____ DATA FOR ANALYSIS

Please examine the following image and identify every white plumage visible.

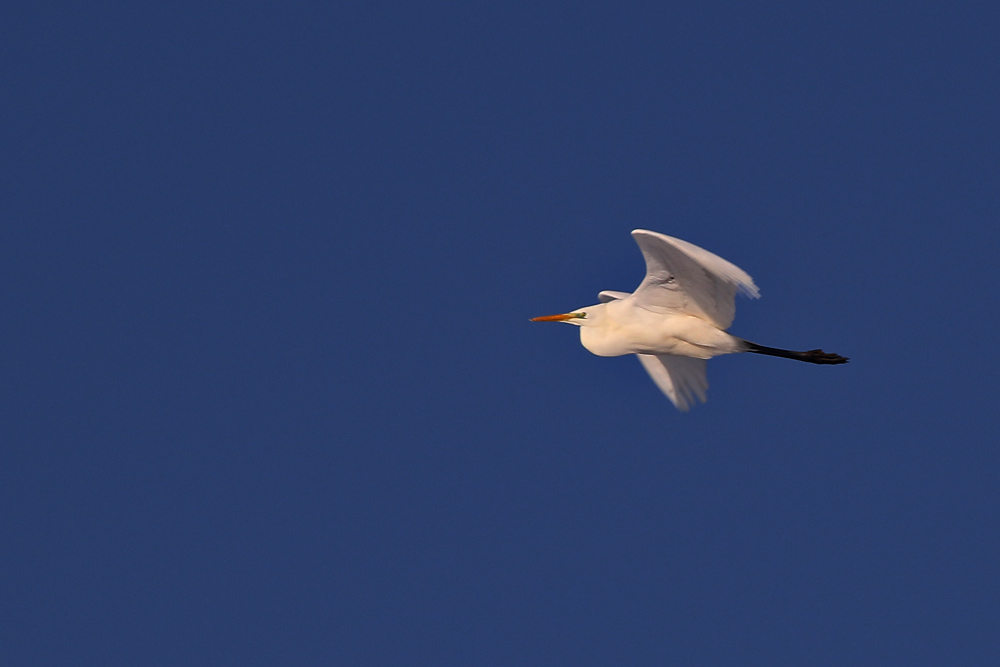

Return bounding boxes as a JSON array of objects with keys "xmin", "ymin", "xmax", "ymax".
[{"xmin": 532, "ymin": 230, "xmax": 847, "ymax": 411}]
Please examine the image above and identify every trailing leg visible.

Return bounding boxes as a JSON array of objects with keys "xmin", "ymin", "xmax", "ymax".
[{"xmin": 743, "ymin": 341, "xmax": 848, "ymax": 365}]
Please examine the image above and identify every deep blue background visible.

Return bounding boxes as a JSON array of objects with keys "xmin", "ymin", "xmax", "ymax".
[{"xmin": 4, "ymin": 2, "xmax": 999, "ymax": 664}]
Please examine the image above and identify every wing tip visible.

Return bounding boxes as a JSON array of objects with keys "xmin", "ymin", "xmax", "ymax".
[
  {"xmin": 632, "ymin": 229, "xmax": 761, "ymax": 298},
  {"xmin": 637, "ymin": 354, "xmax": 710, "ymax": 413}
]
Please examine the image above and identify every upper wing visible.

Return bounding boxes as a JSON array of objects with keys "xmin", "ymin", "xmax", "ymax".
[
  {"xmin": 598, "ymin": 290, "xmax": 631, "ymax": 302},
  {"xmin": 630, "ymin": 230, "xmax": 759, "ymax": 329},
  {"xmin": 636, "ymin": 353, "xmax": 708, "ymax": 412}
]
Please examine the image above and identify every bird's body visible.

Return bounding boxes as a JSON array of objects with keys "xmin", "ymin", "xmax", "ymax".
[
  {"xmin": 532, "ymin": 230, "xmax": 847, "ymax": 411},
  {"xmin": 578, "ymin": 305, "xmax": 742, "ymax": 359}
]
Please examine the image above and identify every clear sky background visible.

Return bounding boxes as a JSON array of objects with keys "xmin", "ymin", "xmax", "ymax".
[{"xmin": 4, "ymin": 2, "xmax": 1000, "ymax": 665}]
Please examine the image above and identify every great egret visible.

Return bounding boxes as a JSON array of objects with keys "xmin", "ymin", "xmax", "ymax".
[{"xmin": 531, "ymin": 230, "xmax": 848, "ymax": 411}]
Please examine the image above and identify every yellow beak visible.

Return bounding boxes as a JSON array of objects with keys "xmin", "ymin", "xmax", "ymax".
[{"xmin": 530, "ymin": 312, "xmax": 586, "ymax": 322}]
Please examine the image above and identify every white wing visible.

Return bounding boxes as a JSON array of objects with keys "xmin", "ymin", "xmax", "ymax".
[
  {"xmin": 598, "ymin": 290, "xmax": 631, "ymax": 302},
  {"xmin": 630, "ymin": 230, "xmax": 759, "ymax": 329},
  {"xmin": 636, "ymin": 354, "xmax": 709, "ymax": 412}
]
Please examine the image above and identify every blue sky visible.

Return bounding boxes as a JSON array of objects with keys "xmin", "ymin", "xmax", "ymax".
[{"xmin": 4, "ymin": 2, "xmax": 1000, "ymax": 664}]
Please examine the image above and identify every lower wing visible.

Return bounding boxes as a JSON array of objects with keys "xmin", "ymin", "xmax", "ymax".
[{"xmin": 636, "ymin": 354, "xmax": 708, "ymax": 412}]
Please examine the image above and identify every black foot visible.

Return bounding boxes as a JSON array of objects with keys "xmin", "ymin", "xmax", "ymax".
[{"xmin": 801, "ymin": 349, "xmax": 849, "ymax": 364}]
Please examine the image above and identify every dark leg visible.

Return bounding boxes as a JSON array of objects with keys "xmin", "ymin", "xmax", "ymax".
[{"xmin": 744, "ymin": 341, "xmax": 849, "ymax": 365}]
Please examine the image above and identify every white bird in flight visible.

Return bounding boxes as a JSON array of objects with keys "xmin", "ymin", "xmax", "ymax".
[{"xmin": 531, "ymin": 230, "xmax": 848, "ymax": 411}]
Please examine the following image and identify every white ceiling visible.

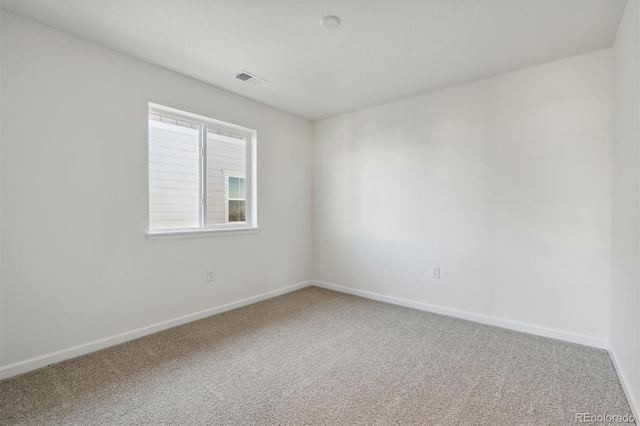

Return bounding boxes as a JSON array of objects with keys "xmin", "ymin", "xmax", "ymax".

________

* _PROBLEM STATEMENT_:
Exactly repeat the data above; the pictures do not belong in your copy.

* _ANSWER SPACE_:
Please examine the following image and identify every white plumage visible.


Return bounding boxes as a JSON array of objects with keys "xmin", "ymin", "xmax", "ymax".
[{"xmin": 532, "ymin": 230, "xmax": 847, "ymax": 411}]
Please examine the image above and identify every trailing leg visible.

Return bounding boxes as a JSON array of objects with keys "xmin", "ymin", "xmax", "ymax".
[{"xmin": 743, "ymin": 341, "xmax": 848, "ymax": 365}]
Please examine the image above and identify every deep blue background visible.

Return bounding boxes as a JSON array of objects with keys "xmin", "ymin", "xmax", "ymax".
[{"xmin": 4, "ymin": 2, "xmax": 999, "ymax": 664}]
Please examine the image above and identify every wing tip visible.

Return bounding boxes as a JSON array of objects with keys "xmin", "ymin", "xmax", "ymax".
[
  {"xmin": 632, "ymin": 229, "xmax": 761, "ymax": 298},
  {"xmin": 637, "ymin": 354, "xmax": 710, "ymax": 413}
]
Please examine the image above and identify every upper wing visible.

Return bounding boxes as a JSON array of objects with keys "xmin", "ymin", "xmax", "ymax".
[
  {"xmin": 598, "ymin": 290, "xmax": 631, "ymax": 302},
  {"xmin": 630, "ymin": 230, "xmax": 759, "ymax": 329},
  {"xmin": 636, "ymin": 353, "xmax": 708, "ymax": 412}
]
Please examine the image above and identify every bird's body visible.

Return bounding boxes as a JSON array of objects with keys "xmin", "ymin", "xmax", "ymax".
[
  {"xmin": 532, "ymin": 230, "xmax": 847, "ymax": 411},
  {"xmin": 578, "ymin": 305, "xmax": 742, "ymax": 359}
]
Please examine the image above and identify every clear sky background visible.

Return bounding boxes as a JSON array of objects with keys "xmin", "ymin", "xmax", "ymax".
[{"xmin": 4, "ymin": 2, "xmax": 1000, "ymax": 665}]
Please examine the image above and identify every great egret visible.

Return bounding boxes as a JSON array of objects with keys "xmin", "ymin", "xmax", "ymax".
[{"xmin": 531, "ymin": 230, "xmax": 848, "ymax": 411}]
Please examine the image above and identify every yellow beak visible.

Return bounding boxes as a JSON array of objects with keys "xmin", "ymin", "xmax", "ymax".
[{"xmin": 530, "ymin": 312, "xmax": 586, "ymax": 322}]
Please examine the image above and identify every white wing visible.

Return bounding boxes as a JSON array of objects with keys "xmin", "ymin", "xmax", "ymax".
[
  {"xmin": 598, "ymin": 290, "xmax": 631, "ymax": 302},
  {"xmin": 630, "ymin": 230, "xmax": 759, "ymax": 329},
  {"xmin": 636, "ymin": 354, "xmax": 709, "ymax": 412}
]
Please examine the image above and identify every blue sky visible.

Return bounding boxes as a JSON array of objects with keys "xmin", "ymin", "xmax", "ymax".
[{"xmin": 4, "ymin": 2, "xmax": 1000, "ymax": 664}]
Please examine the image above and identify every lower wing visible.

Return bounding boxes as a JSON array of objects with keys "xmin", "ymin", "xmax", "ymax".
[{"xmin": 636, "ymin": 354, "xmax": 708, "ymax": 412}]
Please examine the image above and identify every black foot visible.

Return bounding boxes as a JSON array of objects with keys "xmin", "ymin", "xmax", "ymax".
[{"xmin": 801, "ymin": 349, "xmax": 849, "ymax": 364}]
Please examine the image above and identify every dark leg visible.

Return bounding boxes as a JSON array of objects with keys "xmin", "ymin", "xmax", "ymax".
[{"xmin": 744, "ymin": 341, "xmax": 849, "ymax": 365}]
Please examine the image above and identify every white bird in flight visible.

Return bounding boxes as a JSON array of objects with keys "xmin", "ymin", "xmax", "ymax".
[{"xmin": 531, "ymin": 230, "xmax": 848, "ymax": 411}]
Please examine the following image and identify every white ceiling visible.


Return bounding boxes as a JSON array of objects with keys "xmin", "ymin", "xmax", "ymax".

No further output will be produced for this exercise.